Written problem:
Pick out every line of the records that contains the string "blonde", matching case exactly, and copy each one.

Excerpted data:
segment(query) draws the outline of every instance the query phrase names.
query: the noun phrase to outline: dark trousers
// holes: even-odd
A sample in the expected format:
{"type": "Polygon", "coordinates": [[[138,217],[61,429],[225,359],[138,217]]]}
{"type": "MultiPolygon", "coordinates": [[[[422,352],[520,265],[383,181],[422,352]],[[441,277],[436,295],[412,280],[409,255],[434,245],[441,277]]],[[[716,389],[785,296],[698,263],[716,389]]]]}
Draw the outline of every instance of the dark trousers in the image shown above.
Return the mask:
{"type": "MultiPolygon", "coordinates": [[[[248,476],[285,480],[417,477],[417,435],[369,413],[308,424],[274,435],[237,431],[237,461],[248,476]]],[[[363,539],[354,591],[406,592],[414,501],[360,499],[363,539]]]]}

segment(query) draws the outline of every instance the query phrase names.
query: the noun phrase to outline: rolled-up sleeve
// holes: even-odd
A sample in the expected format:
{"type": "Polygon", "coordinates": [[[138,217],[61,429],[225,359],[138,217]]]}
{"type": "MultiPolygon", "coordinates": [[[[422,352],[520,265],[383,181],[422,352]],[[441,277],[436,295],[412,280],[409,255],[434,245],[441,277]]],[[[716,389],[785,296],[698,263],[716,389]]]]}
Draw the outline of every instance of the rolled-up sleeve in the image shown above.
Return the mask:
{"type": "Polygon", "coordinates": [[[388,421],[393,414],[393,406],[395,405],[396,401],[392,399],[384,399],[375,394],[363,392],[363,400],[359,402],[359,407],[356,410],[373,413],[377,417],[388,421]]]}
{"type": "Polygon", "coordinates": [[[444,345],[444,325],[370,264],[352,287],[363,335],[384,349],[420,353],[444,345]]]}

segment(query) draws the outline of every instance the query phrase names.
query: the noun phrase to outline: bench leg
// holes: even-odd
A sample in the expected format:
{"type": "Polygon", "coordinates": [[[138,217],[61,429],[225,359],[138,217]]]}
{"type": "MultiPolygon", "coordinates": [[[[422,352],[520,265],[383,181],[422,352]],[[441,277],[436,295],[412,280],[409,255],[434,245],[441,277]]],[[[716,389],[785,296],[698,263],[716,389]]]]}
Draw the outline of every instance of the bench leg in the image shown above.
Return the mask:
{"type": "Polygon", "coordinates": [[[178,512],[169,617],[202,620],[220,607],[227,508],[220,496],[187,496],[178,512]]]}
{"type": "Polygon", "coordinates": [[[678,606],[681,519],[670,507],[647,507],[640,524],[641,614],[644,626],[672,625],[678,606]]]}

==

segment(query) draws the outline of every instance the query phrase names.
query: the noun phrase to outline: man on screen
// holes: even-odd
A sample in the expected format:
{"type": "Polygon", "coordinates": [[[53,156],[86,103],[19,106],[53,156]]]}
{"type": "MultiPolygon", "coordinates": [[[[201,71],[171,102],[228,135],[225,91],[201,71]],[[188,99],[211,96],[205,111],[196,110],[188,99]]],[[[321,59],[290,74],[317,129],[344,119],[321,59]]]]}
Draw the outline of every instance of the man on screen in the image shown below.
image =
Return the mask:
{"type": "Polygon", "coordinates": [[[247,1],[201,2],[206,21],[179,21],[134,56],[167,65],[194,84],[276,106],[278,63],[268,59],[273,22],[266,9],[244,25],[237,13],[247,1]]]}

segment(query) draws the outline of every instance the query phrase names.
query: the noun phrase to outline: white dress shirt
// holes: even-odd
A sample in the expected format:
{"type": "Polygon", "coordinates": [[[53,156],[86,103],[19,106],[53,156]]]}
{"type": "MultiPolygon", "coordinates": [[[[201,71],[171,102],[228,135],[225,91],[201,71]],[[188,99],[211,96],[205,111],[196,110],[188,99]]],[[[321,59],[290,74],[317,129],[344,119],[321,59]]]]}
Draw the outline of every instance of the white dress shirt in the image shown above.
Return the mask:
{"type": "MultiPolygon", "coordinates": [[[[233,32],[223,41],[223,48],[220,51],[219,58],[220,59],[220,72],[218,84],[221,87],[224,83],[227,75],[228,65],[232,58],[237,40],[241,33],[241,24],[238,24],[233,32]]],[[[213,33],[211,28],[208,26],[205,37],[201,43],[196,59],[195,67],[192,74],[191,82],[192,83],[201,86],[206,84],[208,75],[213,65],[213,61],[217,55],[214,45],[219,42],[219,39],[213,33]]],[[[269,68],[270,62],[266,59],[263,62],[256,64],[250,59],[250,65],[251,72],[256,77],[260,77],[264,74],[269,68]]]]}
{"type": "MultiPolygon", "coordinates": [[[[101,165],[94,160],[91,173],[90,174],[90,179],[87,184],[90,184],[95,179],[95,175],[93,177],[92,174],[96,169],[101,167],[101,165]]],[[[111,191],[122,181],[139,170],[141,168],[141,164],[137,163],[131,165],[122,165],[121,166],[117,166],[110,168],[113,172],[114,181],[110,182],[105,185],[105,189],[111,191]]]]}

--

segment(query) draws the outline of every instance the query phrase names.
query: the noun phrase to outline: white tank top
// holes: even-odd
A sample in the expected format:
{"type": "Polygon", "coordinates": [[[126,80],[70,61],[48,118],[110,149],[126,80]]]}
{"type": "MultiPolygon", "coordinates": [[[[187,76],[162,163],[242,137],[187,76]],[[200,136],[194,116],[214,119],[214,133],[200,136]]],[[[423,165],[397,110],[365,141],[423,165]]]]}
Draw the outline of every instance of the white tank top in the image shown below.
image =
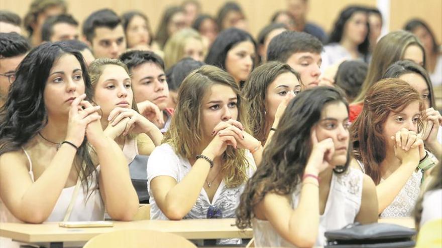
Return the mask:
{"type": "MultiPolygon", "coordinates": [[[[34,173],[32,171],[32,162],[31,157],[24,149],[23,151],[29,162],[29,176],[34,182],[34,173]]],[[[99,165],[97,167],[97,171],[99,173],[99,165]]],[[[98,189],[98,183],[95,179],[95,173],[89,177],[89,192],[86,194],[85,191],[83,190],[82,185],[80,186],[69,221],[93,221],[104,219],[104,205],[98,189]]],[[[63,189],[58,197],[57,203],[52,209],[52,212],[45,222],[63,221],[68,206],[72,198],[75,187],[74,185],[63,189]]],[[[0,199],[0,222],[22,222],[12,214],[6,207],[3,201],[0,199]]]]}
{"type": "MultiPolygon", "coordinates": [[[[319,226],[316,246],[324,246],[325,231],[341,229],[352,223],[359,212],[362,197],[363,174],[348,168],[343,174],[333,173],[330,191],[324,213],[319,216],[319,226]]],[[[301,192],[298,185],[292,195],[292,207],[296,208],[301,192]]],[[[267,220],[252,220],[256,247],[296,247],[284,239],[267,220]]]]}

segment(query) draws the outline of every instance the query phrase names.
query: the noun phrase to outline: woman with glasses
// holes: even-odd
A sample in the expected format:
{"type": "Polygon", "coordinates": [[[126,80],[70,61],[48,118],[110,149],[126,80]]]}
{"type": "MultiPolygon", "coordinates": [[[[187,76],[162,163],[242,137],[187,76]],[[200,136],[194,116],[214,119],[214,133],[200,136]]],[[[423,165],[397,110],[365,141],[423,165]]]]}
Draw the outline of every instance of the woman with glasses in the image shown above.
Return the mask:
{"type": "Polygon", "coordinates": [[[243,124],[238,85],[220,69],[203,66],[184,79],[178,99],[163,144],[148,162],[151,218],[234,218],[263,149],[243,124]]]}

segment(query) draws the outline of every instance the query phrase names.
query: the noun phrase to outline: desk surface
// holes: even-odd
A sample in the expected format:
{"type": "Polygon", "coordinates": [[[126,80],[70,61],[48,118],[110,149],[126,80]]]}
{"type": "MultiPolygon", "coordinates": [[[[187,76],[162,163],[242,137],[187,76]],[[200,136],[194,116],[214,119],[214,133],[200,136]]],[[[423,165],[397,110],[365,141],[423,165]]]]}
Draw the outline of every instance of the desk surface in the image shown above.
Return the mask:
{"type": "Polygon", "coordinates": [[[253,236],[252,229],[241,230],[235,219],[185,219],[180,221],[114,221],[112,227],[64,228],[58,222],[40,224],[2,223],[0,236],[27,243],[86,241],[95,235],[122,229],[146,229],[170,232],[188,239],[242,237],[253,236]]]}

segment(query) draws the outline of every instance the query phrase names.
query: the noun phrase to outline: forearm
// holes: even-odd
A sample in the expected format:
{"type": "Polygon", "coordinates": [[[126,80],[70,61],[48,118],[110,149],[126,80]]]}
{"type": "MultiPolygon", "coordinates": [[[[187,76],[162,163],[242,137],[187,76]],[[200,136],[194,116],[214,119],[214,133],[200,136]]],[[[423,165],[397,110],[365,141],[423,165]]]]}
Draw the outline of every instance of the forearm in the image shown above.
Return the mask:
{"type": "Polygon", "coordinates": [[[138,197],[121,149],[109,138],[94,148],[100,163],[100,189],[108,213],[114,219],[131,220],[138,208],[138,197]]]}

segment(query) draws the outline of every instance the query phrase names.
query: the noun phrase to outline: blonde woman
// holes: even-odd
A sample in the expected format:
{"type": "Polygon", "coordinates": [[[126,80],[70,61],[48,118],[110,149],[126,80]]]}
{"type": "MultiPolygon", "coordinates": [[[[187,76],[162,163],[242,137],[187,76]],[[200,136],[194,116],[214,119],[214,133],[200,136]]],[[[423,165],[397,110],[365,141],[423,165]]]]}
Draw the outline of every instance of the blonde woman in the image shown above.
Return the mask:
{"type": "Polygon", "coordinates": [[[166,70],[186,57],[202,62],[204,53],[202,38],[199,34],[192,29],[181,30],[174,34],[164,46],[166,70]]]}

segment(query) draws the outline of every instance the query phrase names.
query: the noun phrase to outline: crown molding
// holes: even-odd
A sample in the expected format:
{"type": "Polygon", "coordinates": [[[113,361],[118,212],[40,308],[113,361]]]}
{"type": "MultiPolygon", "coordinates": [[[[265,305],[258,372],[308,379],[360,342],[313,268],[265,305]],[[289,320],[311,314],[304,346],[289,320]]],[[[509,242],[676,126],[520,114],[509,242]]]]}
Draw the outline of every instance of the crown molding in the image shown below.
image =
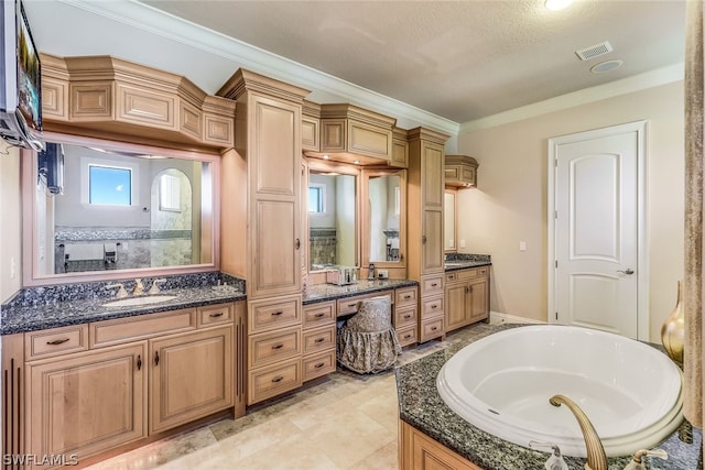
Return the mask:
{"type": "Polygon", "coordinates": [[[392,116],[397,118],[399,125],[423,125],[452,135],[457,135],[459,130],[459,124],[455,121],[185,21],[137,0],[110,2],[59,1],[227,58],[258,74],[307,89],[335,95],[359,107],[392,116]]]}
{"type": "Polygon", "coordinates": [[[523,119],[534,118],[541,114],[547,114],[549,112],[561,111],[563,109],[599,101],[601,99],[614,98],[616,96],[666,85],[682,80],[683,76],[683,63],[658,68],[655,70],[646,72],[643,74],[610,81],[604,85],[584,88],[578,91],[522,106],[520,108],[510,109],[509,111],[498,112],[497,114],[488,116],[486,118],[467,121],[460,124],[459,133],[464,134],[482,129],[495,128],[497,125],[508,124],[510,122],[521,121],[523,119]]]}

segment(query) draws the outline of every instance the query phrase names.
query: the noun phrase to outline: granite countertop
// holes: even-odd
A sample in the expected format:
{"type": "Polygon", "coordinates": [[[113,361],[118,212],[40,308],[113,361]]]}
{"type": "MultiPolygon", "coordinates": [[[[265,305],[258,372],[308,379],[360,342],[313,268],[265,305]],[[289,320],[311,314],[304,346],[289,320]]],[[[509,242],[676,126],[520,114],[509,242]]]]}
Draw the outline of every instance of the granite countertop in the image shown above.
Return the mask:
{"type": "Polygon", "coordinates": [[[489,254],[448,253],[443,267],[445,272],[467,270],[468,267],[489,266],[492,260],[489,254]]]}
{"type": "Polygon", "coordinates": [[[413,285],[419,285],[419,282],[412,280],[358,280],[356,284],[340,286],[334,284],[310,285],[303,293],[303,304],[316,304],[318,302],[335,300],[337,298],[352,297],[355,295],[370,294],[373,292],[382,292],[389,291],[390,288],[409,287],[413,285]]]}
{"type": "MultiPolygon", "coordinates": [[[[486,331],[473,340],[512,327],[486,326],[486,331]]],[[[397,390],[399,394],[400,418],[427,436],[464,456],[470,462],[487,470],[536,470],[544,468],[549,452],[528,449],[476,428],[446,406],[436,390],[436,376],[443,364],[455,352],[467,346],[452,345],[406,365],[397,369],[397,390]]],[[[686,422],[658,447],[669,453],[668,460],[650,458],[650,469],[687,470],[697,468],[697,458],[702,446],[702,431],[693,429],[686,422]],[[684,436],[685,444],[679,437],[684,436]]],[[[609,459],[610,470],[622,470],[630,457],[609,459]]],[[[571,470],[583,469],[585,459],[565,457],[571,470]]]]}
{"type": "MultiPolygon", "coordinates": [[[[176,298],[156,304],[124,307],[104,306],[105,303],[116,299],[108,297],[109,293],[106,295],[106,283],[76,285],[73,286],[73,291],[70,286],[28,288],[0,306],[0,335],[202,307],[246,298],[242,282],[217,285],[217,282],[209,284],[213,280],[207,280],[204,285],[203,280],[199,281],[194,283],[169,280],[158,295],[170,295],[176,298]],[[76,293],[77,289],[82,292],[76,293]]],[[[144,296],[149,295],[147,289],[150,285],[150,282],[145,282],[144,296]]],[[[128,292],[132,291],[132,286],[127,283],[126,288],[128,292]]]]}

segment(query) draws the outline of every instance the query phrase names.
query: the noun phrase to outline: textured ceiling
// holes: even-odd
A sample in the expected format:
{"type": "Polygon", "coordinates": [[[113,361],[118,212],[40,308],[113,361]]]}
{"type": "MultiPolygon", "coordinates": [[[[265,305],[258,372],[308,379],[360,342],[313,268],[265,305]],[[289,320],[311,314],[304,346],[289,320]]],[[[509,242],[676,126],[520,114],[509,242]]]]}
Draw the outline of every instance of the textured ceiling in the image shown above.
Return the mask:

Result:
query: the noun phrase to outline: blonde woman
Draw the outline of every instance of the blonde woman in the image shown above.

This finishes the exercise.